- _EXERCISE REQUIREMENTS_: Tally the lines of the records below that contain the word "cloud", and give only that number.

- _Segmentation labeling entries_:

+===+

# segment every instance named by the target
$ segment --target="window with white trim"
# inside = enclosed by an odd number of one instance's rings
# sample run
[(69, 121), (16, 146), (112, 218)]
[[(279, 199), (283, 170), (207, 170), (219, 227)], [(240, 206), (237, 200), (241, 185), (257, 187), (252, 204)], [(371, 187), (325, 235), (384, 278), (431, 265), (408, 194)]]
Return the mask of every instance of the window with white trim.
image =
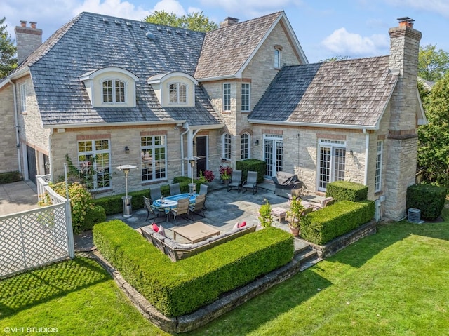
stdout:
[(240, 137), (241, 159), (250, 159), (251, 157), (251, 136), (249, 133), (243, 133)]
[(274, 68), (279, 69), (281, 67), (281, 49), (274, 49)]
[(231, 110), (231, 83), (223, 83), (223, 111)]
[(231, 135), (224, 133), (222, 139), (222, 157), (225, 160), (231, 159)]
[(140, 137), (142, 182), (167, 177), (167, 137), (149, 135)]
[(126, 102), (125, 83), (118, 79), (107, 79), (102, 83), (103, 87), (103, 102)]
[(111, 149), (109, 140), (78, 142), (79, 169), (90, 190), (111, 187)]
[(20, 112), (27, 112), (27, 87), (25, 84), (20, 84), (19, 86), (20, 90)]
[(374, 192), (380, 191), (382, 189), (382, 156), (384, 143), (377, 141), (377, 148), (376, 150), (376, 171), (374, 181)]
[(241, 110), (250, 111), (250, 84), (248, 83), (241, 84)]
[(186, 104), (187, 102), (187, 87), (182, 83), (173, 83), (169, 86), (170, 102)]

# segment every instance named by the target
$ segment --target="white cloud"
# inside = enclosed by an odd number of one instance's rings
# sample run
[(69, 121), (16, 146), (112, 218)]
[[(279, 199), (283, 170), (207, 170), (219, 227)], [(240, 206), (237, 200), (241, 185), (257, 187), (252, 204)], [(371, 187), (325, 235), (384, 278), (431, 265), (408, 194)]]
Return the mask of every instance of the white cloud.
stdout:
[(389, 46), (386, 35), (377, 34), (363, 37), (359, 34), (348, 32), (345, 28), (334, 31), (321, 45), (327, 50), (342, 56), (367, 56), (382, 54)]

+===+

- _CORRECT ANSWER_: 2